[Provided material]
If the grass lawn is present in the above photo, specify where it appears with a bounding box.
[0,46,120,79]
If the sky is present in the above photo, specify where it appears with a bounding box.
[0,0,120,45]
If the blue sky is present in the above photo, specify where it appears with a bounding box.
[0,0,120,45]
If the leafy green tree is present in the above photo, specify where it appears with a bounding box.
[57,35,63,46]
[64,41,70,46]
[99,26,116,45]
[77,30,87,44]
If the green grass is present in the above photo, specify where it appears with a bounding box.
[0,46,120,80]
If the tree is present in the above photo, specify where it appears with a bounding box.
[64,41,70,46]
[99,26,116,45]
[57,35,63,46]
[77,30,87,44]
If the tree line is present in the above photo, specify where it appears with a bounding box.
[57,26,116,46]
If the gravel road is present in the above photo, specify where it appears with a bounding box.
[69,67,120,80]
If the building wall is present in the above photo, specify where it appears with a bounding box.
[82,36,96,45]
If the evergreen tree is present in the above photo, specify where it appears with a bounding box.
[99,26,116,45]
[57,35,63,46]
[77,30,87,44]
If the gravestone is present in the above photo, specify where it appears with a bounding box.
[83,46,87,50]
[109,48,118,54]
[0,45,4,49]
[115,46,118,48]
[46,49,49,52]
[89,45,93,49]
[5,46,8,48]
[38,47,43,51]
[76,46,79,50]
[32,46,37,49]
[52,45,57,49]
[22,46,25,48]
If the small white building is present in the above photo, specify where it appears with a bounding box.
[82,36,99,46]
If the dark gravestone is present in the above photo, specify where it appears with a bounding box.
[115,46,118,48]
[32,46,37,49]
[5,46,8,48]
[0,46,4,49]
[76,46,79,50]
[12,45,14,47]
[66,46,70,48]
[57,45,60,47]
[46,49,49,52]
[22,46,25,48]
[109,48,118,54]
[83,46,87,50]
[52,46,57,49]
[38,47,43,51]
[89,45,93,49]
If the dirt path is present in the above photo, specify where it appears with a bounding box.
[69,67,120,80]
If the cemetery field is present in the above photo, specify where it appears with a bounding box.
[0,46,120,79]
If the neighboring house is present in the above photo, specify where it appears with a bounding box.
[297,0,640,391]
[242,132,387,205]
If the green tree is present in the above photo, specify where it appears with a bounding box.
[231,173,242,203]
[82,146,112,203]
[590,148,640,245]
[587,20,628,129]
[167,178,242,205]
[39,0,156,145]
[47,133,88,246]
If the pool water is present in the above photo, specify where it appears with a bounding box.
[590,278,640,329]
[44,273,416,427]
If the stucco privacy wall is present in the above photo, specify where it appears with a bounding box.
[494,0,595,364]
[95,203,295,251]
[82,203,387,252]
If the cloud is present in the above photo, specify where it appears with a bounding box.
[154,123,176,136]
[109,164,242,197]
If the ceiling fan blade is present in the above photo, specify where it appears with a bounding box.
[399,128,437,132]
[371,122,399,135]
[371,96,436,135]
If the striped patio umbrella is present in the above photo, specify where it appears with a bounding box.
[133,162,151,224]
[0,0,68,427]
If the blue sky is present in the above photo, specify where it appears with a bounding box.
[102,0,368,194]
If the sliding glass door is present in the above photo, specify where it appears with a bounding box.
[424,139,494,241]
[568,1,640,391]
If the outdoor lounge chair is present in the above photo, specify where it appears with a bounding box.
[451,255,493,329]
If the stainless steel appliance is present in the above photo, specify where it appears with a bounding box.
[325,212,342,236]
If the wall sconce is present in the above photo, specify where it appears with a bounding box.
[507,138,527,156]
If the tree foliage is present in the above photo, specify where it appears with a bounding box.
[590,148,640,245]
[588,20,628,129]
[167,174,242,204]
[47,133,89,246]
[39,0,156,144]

---

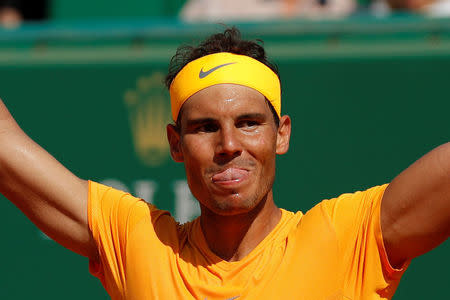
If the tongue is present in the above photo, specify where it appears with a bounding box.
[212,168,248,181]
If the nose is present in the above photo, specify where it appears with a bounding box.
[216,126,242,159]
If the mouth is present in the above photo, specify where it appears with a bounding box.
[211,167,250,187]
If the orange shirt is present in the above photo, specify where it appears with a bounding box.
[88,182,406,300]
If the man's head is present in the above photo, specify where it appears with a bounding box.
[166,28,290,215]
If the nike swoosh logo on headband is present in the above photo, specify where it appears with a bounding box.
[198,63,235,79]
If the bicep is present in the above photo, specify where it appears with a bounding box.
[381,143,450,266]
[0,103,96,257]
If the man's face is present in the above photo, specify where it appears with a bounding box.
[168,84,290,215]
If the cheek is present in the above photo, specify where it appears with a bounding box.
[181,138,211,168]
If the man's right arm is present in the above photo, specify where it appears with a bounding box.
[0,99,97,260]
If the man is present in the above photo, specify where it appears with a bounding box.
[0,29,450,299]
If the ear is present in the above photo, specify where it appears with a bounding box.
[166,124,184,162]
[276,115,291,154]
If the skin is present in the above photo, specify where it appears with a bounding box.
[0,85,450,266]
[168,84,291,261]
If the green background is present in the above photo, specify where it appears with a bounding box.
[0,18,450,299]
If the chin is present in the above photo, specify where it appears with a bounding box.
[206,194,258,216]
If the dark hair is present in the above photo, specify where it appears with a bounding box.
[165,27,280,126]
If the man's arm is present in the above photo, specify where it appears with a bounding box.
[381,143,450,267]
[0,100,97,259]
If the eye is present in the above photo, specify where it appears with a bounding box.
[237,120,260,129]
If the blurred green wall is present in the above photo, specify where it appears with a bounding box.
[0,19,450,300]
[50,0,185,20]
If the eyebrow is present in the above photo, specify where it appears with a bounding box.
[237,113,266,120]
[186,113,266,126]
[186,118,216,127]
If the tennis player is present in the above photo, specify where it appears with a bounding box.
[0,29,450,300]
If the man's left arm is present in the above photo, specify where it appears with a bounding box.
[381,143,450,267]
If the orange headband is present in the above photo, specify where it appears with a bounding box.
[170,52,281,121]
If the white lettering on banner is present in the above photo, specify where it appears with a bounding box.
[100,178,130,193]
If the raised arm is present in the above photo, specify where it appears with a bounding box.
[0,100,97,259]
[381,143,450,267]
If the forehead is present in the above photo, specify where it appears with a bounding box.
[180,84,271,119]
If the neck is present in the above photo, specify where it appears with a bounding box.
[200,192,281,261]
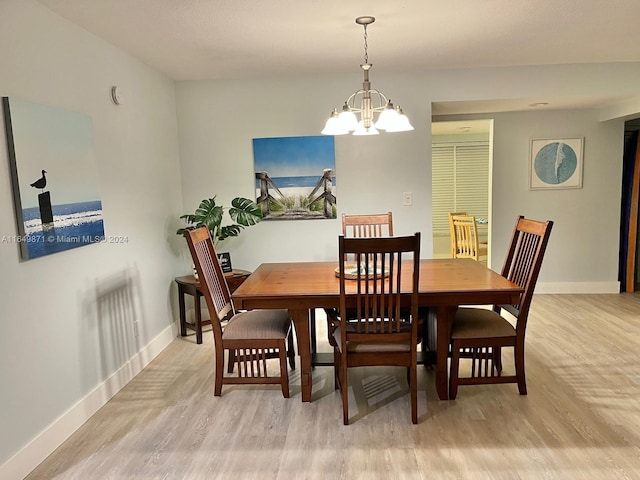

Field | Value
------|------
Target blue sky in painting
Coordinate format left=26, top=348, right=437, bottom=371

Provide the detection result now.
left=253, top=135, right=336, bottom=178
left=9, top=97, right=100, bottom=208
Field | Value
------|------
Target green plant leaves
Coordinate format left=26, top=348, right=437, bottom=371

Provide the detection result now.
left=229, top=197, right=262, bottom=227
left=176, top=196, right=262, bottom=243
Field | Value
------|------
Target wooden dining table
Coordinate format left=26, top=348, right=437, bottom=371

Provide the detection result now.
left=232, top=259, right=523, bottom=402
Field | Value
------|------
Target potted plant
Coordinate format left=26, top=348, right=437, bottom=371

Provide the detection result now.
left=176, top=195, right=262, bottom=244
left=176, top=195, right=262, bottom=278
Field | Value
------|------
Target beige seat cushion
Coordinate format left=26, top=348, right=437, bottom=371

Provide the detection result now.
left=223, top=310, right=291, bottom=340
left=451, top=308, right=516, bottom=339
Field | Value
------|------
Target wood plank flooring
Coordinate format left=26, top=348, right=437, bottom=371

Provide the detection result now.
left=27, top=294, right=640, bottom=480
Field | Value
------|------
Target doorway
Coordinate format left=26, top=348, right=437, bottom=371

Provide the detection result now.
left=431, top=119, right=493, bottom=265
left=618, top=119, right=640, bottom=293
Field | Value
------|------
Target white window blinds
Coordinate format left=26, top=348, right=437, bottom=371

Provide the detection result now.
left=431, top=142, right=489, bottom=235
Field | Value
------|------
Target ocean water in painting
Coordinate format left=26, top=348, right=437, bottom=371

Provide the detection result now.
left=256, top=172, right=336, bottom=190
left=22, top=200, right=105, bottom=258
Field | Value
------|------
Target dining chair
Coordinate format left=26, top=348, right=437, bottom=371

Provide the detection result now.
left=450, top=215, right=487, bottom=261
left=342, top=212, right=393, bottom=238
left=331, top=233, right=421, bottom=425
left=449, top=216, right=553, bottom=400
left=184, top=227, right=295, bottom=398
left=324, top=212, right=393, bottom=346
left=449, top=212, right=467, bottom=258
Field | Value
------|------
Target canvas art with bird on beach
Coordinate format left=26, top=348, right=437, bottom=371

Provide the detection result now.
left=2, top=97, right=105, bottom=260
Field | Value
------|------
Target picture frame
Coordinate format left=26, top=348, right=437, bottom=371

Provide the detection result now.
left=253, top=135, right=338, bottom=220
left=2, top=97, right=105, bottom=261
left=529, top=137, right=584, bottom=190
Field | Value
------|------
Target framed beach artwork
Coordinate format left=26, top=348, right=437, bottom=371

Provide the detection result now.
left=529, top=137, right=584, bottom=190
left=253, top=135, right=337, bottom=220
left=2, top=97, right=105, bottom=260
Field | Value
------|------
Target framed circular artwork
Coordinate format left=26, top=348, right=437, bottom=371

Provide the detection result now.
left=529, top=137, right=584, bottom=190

[Goal of the exercise] Find every line in the data above that contains the word "orange", and copy each of those lines.

[Solved problem]
If the orange shirt is present in the above photo, specify where it appears with a bounding box.
If the orange headband is present in the above photo, specify where it appears with a bounding box.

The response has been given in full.